── Record list ──

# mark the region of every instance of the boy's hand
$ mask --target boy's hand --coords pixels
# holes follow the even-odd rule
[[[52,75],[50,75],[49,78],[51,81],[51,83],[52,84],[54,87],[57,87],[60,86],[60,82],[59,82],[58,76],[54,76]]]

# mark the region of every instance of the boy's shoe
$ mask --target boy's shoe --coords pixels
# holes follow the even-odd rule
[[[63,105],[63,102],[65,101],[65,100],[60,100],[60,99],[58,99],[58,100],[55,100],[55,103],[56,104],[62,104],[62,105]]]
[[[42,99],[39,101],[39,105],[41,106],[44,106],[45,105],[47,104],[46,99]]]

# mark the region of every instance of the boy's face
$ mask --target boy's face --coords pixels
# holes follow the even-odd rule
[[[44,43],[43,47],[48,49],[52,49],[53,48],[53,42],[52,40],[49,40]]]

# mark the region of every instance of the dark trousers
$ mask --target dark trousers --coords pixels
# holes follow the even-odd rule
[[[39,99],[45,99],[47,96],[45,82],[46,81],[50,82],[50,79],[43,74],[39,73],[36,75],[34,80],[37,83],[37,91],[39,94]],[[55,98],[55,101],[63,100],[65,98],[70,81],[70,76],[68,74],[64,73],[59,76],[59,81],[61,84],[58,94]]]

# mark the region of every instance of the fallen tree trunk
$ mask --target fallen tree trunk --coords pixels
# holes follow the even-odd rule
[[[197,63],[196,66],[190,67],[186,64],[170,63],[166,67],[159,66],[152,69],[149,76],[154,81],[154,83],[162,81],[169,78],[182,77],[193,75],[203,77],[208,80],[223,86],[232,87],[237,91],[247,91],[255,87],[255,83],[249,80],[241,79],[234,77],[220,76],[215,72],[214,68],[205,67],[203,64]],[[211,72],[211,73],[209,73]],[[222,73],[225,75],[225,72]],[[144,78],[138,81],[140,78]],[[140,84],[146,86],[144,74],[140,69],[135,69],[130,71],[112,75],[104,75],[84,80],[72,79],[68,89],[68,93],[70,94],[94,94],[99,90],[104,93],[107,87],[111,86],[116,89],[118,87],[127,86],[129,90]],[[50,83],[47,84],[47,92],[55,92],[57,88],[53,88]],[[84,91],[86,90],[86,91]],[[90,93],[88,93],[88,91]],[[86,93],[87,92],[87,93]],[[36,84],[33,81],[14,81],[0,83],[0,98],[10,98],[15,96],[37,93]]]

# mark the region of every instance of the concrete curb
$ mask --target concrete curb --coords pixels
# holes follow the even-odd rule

───

#### Exercise goal
Reproduce verbatim the rows from the line containing "# mark the region of every instance of the concrete" through the last line of the rows, both ends included.

#### Answer to this exercise
# mark the region of every instance of the concrete curb
$ mask --target concrete curb --coords pixels
# holes follow the even-odd rule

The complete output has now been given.